• 取り組む課題:
**1.** 次の(a)〜(c)がアルコール依存症についての文章の内容と合っているかを、それぞれ「はい」か「いいえ」で答えてください。判断の決め手となる文章中の語句をそのまま引用して添えてください。
(a) WHOの基準では、過去1年間に6項目中3項目以上に当てはまる場合にアルコール依存症と診断される。
(b) 当院では、すべての患者にお薬を処方している。
(c) AUDITは、日本では10年ほど前に翻訳された。
**2.** アルコール依存症についての文章から、「アルコール依存症とは、長期間」から「るを繰り返すこともあります。」までの部分を一字一句変えずに書き写してください。

• 読む文章:
==========

アルコールに関して悩まれる方、またはそのご家族は多くおられると思います。
当院では丁寧にお話を聞く中で患者様と一緒に解決方法を考えていきます。お薬以外の治療方法もありますし、十分な説明をした上で患者様が希望された場合にはお薬を処方することもあります。
今回は『アルコール依存症』に関してまとめてみました。
分からないことやお聞きになりたいことがあれば、どうぞお気軽にご相談ください。
皆さまの健康へのお手伝いが出来るよう、丁寧な診察を心掛けてまいります。

◎アルコール依存症

① 概要

アルコール依存症とは、長期間にわたって大量にお酒を飲み続けることによって、次第にお酒なしではいられなくなる病気です。はじめは単なる習慣のつもりでも、お酒を飲まないと気分が晴れず、そのうち少量では酔えなくなってきます。さらにお酒が切れるとイライラする、不安になる、手が震える、夜眠れない、汗をかく、食べたものを吐くなどの症状(離脱症状)が出てきます。また、一度お酒を飲み始めるとひたすら飲み続け、食事も摂らず、飲んでは寝るを繰り返すこともあります。

② 症状・診断基準

WHO(世界保健機関)では、次のような診断基準を定めています。
過去1年間に次の6項目中、3項目以上に当てはまる場合に、アルコール依存症と診断されます。

  • 飲酒への渇望
    単なる欲求ではなく、渇望と表現されるほどの強い欲求がみられます。
  • 飲酒行動のコントロールが不能
    大事な仕事などがあり準備をする必要があるのに大量に飲酒するようになります。
  • 離脱症状
    起床時の軽い寝汗の程度から、食欲の低下や四肢の震え、激しい場合には幻覚や妄想、軽度の意識障害を伴うせん妄などが出現します。
  • 耐性の増大
    酔うために必要なお酒の量が増えていきます。
  • 飲むことが中心の生活
    飲酒以外の楽しみや興味を次第に無視するようになります。
  • 有害な使用に対する抑制の喪失
    飲酒による有害な結果が起きているのに飲酒してしまいます。健康診断で異常があっても飲み続けたり、酔い方が異常なのにやめられません。

③ スクリーニング

AUDIT (Alcohol Use Disorders Identification Test)はWHOによって開発された問題飲酒者のスクリーニングテストで、多くの国々で飲酒問題の早期発見・早期介入のツールとして使われており、日本でも20年以上前に翻訳され、医療や保健指導の現場で活用されています。

==========

• 抽出した情報:
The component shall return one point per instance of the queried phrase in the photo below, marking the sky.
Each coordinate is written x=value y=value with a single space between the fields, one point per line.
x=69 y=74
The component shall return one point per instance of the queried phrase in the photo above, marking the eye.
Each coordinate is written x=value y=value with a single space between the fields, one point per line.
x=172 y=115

==========

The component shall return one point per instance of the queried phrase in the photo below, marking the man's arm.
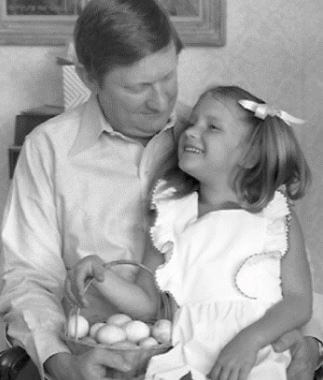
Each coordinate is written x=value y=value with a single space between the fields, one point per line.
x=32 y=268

==========

• 順番どおりの解答:
**1.**
(a) はい。「過去1年間に次の6項目中、3項目以上に当てはまる場合に、アルコール依存症と診断されます。」
(b) いいえ。「十分な説明をした上で患者様が希望された場合にはお薬を処方することもあります。」
(c) いいえ。「日本でも20年以上前に翻訳され」

**2.**
アルコール依存症とは、長期間にわたって大量にお酒を飲み続けることによって、次第にお酒なしではいられなくなる病気です。はじめは単なる習慣のつもりでも、お酒を飲まないと気分が晴れず、そのうち少量では酔えなくなってきます。さらにお酒が切れるとイライラする、不安になる、手が震える、夜眠れない、汗をかく、食べたものを吐くなどの症状(離脱症状)が出てきます。また、一度お酒を飲み始めるとひたすら飲み続け、食事も摂らず、飲んでは寝るを繰り返すこともあります。